GIVEN PASSAGE:
──────────────────────────────

The time stamp bug has hidden a reply of mine to Mean Old Lady in Steve L's car-related memories thread below. Since it's a midly amusing story, I'm reposting it here. @Mean Old Lady Well, many cars were very small once, weren't they? Maybe not in the US though :) My maternal grandfather was something of a bigshot in Poland in the 1960s, so he owned what was considered a *very* fancy car back then - simply because it was Western - a VW Beetle. You can't possibly imagine the strings you had to pull to privately import a car from the West! Well, anyway, my mother, 16 at the time, drove that car a lot all over Warsaw, usually without her father's permission. Once, she was out on the town with the car when she realized it had got late. Her father was coming home and would notice the car missing from in front of their aparment building! She rushed out of wherever it was she was having fun only to find the Beetle blocked on both ends by other cars parked too close. Oh, no! What was she to do? She looked around and spotted a group of young soldiers walking down the street. She asked them for help, and... They lifted the car and carried it out onto the road :D. She arrived home just in time to avoid a row with her father, who apparently never bothered to check if the engine was suspicously hot :)

──────────────────────────────

INFORMATION SHOWN:

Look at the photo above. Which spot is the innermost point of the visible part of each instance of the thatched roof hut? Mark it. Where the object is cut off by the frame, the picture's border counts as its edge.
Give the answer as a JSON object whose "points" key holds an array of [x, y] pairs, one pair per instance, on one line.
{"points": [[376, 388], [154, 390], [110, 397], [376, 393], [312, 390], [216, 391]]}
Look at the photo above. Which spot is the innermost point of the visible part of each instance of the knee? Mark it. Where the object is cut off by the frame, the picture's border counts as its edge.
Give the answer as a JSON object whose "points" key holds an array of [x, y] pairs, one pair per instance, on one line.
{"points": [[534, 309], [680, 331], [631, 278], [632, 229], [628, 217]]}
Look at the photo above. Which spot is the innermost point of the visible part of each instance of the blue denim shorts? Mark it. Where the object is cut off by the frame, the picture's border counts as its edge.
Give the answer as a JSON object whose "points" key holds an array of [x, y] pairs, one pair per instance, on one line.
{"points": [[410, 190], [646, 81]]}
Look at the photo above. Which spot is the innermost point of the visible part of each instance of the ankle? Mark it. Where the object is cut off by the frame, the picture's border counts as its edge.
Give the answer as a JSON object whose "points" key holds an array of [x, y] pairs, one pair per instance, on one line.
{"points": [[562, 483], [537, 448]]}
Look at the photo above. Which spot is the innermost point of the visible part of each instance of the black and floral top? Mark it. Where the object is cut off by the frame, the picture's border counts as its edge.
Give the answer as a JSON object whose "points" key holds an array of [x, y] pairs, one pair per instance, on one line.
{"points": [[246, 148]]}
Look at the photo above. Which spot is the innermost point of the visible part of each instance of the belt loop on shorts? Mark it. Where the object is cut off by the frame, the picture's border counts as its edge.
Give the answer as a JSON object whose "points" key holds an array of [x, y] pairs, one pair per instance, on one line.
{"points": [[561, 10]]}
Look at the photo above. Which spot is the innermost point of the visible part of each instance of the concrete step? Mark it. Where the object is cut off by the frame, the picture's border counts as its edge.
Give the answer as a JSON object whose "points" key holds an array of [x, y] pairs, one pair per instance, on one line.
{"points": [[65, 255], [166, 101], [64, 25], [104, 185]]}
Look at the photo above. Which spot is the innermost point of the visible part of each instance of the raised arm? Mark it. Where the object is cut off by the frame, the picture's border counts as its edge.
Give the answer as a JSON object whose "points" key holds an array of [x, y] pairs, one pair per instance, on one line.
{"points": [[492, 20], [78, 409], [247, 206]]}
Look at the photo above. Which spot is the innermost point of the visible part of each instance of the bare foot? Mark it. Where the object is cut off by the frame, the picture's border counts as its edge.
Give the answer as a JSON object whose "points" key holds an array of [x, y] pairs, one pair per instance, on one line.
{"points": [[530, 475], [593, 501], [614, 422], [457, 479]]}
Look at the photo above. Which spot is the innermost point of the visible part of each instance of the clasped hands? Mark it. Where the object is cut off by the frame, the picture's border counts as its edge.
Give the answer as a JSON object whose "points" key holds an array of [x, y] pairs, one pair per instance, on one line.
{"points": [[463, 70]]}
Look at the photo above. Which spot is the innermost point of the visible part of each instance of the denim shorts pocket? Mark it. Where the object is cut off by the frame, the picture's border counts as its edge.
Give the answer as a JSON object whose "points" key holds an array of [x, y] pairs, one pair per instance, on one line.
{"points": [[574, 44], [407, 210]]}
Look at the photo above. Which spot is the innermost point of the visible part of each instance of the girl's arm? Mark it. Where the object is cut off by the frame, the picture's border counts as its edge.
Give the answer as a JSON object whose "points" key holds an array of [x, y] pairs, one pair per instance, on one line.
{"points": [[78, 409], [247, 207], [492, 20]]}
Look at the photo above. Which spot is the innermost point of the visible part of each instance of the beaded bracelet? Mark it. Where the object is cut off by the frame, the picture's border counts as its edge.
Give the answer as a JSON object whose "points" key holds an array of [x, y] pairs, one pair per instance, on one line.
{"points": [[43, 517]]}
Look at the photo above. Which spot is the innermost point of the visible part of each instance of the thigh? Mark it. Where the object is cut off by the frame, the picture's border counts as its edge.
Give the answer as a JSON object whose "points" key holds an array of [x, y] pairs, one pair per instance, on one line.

──────────────────────────────

In the Beetle story, how did the group of young soldiers get the car free?

COMPLETE ANSWER: They lifted the car and carried it out onto the road.